Region pointing data:
[Start of section]
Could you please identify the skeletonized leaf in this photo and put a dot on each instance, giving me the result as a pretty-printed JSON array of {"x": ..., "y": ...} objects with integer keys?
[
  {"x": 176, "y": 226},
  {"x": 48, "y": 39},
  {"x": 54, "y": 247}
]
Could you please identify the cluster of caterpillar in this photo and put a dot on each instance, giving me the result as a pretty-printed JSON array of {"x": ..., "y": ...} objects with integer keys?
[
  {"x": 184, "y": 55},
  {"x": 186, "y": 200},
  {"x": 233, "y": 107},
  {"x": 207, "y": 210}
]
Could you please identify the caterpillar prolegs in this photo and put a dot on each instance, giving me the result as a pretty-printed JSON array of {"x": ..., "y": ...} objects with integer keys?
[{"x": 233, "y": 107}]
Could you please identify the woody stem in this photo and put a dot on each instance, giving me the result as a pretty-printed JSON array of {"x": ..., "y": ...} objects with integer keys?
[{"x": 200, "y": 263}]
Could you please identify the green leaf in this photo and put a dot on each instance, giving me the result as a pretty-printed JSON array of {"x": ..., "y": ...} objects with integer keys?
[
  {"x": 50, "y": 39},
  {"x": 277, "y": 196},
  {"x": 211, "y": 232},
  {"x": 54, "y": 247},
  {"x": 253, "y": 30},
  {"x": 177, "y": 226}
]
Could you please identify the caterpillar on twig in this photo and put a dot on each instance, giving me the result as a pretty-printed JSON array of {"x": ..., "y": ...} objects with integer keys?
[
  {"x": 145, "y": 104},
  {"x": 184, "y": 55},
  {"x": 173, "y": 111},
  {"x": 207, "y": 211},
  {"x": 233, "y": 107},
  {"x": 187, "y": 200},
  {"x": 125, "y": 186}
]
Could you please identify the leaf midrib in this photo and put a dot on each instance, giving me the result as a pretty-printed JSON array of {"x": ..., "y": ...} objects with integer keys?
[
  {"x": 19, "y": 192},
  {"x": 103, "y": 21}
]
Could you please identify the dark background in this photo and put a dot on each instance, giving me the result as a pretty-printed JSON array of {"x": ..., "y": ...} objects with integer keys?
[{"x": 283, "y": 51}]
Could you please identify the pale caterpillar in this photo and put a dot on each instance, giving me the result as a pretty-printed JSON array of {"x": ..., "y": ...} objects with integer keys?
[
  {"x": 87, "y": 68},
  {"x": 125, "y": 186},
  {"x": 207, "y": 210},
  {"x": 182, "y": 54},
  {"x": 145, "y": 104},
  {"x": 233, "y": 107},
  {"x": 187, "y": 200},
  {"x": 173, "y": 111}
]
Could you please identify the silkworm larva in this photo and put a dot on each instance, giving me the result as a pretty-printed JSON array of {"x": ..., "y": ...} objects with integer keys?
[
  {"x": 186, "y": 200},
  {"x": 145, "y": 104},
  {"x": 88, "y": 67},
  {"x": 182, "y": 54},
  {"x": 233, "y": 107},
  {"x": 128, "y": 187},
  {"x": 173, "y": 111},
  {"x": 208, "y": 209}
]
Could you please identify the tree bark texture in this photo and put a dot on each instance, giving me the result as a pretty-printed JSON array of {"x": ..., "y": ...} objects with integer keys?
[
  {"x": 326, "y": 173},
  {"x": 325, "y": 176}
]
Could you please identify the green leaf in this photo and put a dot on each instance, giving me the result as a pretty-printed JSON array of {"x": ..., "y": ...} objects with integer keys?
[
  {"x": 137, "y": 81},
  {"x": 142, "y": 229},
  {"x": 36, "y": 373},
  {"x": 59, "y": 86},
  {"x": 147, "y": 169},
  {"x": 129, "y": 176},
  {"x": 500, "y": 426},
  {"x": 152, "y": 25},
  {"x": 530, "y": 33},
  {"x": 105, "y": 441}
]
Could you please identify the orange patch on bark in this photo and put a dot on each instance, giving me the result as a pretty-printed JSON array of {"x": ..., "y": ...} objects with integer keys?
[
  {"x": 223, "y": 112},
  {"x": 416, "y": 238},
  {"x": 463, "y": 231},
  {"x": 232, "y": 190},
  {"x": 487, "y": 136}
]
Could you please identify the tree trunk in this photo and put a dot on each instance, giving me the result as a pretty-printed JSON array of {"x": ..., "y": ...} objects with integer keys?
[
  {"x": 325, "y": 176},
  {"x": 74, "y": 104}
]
[End of section]
EXERCISE DESCRIPTION - Quote all the records. Keep every word exact.

RESPONSE BOX -
Could you please identify the skeletonized leaf in this photo and put a dot on each instance, giving me the result as a pretty-printed JSON array of {"x": ..., "y": ...} objects with integer keys?
[
  {"x": 176, "y": 226},
  {"x": 48, "y": 39},
  {"x": 54, "y": 247}
]
Could you please identify the cluster of caterpillar in this photo and put a dot on each instance, giving me the result as a pretty-printed JSON array of {"x": ..., "y": ...} objects with integer keys?
[
  {"x": 184, "y": 55},
  {"x": 186, "y": 200},
  {"x": 233, "y": 107},
  {"x": 207, "y": 210}
]
Could you please identify the caterpillar prolegs in this photo and put a dot on each instance, giving me the result as a pretty-printed JSON array of {"x": ..., "y": ...} objects with integer keys?
[{"x": 233, "y": 107}]
Could you please identify the woody stem in this photo and put a dot on each instance, giving me the result as a pretty-printed JSON array of {"x": ..., "y": ...} objects with integer keys?
[{"x": 200, "y": 263}]
Could you please identify the green leaf in this photo and put a dot on each instance, giving me the result as a pretty-printed JSON array of {"x": ..., "y": ...} objects with integer keys?
[
  {"x": 50, "y": 39},
  {"x": 277, "y": 196},
  {"x": 211, "y": 232},
  {"x": 54, "y": 247},
  {"x": 253, "y": 30},
  {"x": 177, "y": 226}
]
Could you please identify the caterpillar on twig in this photo and put a dot on each instance, giving me the result as a pretty-printed JSON array of {"x": ..., "y": ...} objects with integer keys?
[
  {"x": 145, "y": 104},
  {"x": 184, "y": 55},
  {"x": 173, "y": 111},
  {"x": 207, "y": 211},
  {"x": 233, "y": 107},
  {"x": 187, "y": 200},
  {"x": 125, "y": 186}
]
Could you please identify the leaf midrib in this photo and put a dot on each instance, giving me the result as a pretty-printed JSON array of {"x": ..., "y": ...} objects with integer keys?
[
  {"x": 19, "y": 192},
  {"x": 103, "y": 21}
]
Could you please identify the dark background in this photo and put a dot on each instance, giving me the result as a pretty-printed JSON array of {"x": ..., "y": ...} objects with integer keys?
[{"x": 283, "y": 51}]
Could you please identify the pale caterpillar in this photo and put a dot on each instance, giving me the result as a pretty-printed JSON array of {"x": ..., "y": ...} objects with integer keys?
[
  {"x": 87, "y": 68},
  {"x": 125, "y": 186},
  {"x": 207, "y": 210},
  {"x": 182, "y": 54},
  {"x": 145, "y": 104},
  {"x": 233, "y": 107},
  {"x": 187, "y": 200},
  {"x": 173, "y": 111}
]
Could you please identify the silkworm larva in this photo and put a dot on each instance, giving me the result as a pretty-printed JSON array of {"x": ..., "y": ...} objects with integer keys?
[
  {"x": 186, "y": 200},
  {"x": 145, "y": 104},
  {"x": 88, "y": 67},
  {"x": 182, "y": 54},
  {"x": 233, "y": 107},
  {"x": 128, "y": 187},
  {"x": 173, "y": 111},
  {"x": 208, "y": 209}
]
Could you please identify the tree bark texture in this photo and put a dot on each instance, giving me the result as a pretty-printed JSON array of {"x": ..., "y": ...} objects with integer keys?
[
  {"x": 326, "y": 173},
  {"x": 325, "y": 176}
]
Could you please identify the green leaf in this photo and put a dot on each instance, giving me the result as a pretty-printed JSON array of {"x": ..., "y": ...} objects with integer keys?
[
  {"x": 137, "y": 81},
  {"x": 142, "y": 229},
  {"x": 36, "y": 373},
  {"x": 59, "y": 86},
  {"x": 147, "y": 169},
  {"x": 129, "y": 176},
  {"x": 500, "y": 426},
  {"x": 152, "y": 25},
  {"x": 530, "y": 33},
  {"x": 105, "y": 441}
]
Could you please identify the orange patch on bark in this photo and put a dot on each instance, giving me the result as a pretty-printed JSON array of {"x": ..., "y": ...} objects with integer keys?
[
  {"x": 223, "y": 112},
  {"x": 416, "y": 238},
  {"x": 463, "y": 231},
  {"x": 232, "y": 190},
  {"x": 487, "y": 136}
]
Could you please identify the tree trunk in this photo and put a dot on each instance, giving me the result as a pretty-printed JSON array of {"x": ..., "y": ...} objects with integer keys?
[
  {"x": 325, "y": 176},
  {"x": 74, "y": 104}
]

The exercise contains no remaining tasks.